--- YOUR INSTRUCTIONS ---
Reproduce every line of the listing below, requests included, adding 150 to each coordinate value in the answer points.
■ ■ ■
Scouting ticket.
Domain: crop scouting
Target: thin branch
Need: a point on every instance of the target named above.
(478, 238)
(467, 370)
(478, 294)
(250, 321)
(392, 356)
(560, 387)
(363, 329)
■ ■ ■
--- OUTPUT BELOW ---
Scouting ticket.
Domain: crop scouting
Target: thin branch
Need: a point on every instance of the target named above.
(628, 388)
(617, 520)
(628, 444)
(400, 471)
(542, 506)
(710, 537)
(513, 479)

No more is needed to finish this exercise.